> **Do this**:
Write the data out again, exactly as given.

───── Given records ─────

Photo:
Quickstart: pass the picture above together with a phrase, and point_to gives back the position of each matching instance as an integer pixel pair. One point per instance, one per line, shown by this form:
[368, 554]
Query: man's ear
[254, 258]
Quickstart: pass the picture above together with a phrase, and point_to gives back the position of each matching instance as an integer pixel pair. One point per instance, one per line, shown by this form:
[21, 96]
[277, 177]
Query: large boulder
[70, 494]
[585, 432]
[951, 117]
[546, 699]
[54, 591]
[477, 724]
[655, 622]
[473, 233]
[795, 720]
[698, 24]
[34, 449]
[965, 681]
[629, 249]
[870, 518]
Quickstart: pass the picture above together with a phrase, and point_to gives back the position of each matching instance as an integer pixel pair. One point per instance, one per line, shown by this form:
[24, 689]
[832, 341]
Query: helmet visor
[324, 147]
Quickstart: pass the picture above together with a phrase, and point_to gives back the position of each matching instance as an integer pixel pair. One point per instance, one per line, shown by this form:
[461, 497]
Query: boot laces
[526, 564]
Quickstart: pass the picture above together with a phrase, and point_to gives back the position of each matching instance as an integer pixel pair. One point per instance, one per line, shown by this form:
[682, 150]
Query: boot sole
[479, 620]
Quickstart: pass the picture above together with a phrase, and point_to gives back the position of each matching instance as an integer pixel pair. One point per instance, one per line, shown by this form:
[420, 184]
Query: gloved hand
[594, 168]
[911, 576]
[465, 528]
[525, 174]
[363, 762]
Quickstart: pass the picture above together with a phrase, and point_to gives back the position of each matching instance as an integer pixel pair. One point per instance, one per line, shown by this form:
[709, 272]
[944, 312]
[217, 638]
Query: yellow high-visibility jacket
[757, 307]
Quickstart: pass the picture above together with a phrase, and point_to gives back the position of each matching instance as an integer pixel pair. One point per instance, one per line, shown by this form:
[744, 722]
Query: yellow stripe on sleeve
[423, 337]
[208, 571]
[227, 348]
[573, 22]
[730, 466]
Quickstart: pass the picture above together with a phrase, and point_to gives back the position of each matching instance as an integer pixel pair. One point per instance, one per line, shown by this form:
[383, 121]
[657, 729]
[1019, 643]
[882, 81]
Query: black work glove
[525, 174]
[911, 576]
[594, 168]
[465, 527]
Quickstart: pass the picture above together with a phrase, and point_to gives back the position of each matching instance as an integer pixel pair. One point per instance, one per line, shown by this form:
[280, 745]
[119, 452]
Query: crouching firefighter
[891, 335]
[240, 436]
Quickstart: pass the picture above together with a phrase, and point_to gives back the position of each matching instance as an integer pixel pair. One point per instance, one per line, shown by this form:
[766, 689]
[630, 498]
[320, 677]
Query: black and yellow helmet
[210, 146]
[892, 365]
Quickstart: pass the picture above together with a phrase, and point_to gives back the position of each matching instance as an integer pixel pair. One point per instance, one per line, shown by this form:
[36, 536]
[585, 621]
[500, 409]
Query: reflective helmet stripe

─────

> **Result**:
Photo:
Quickstart: pass the picture above together with a phrase, and point_to gives back the position of each matching instance as an integer pixel pair. One point per instance, one per line, shown by this form:
[368, 554]
Query: man's ear
[254, 258]
Quickstart: pass the picture above together with a phrase, and point_to gives back the position of each matching instance as an integer pixel pair. One point per instance, one per line, shown by this form:
[21, 96]
[277, 177]
Query: large boulder
[70, 494]
[585, 432]
[951, 117]
[546, 699]
[54, 591]
[477, 724]
[655, 622]
[473, 233]
[795, 720]
[698, 24]
[34, 449]
[965, 681]
[629, 249]
[870, 518]
Quickstart: pass the picture above together with a phrase, and point_to gives back the position of each matching instance as an integer pixel pair. One point per instance, one per line, shown by this form:
[24, 689]
[832, 341]
Query: helmet visor
[324, 147]
Quickstart: pass the picture above together with a phrase, and point_to gives back the position of each matching instance as an integer pixel pair. One point per instance, one per line, shown by this form:
[461, 497]
Query: boot laces
[526, 564]
Quickstart: pass the picture above together with a phrase, and point_to gives back the position of each matching instance as an integer pixel pair. One point per instance, one per line, shown by this form:
[682, 150]
Query: boot sole
[479, 620]
Quickstart: pass the picture above together with a phrase, and point_to gives back the position of each matching instance as an integer pixel pair. One point per instance, one per line, shown by this form:
[420, 184]
Query: gloved hand
[594, 168]
[911, 576]
[465, 528]
[525, 174]
[363, 762]
Quickstart: pass the picture above together with a phrase, and point_to gives back the position of each matching instance as an integer pixel pair. One point per instance, one per line, shown by this form:
[709, 272]
[944, 312]
[217, 638]
Query: yellow high-visibility jacket
[757, 307]
Quickstart: pass the picture above together with a phrase, and point_to gives back the position of each matching instance as an integer pixel pair. One point per instance, one per line, shown by this form:
[744, 722]
Query: yellow stripe on sleeve
[423, 337]
[208, 571]
[227, 348]
[573, 22]
[730, 466]
Quickstart: pass the picture above together with a phrase, and point_to gives back the position of each matching instance as an integer pixel pair. One point per instance, one per line, shown by this form:
[383, 121]
[657, 729]
[1019, 643]
[882, 81]
Query: black work glove
[525, 174]
[911, 576]
[594, 168]
[465, 527]
Quickstart: pass the picture above together with a phrase, and point_to gives back the position of each matching instance as an integer pixel pair. One point per instance, one per line, shown by this form:
[280, 745]
[119, 452]
Query: crouching firefighter
[891, 335]
[240, 436]
Quickstart: pass the picture above together with a phrase, and point_to gives back the position of each matching instance as an integer pixel pair. One point per instance, one per line, shown by this form:
[766, 689]
[630, 498]
[320, 677]
Query: black and yellow helmet
[210, 146]
[892, 365]
Quickstart: pass the picture above together with a phrase, and point_to gives back the position of each matching instance as an integer pixel pair. One point per instance, one per line, shown by this form:
[36, 536]
[585, 621]
[500, 409]
Query: reflective helmet stripe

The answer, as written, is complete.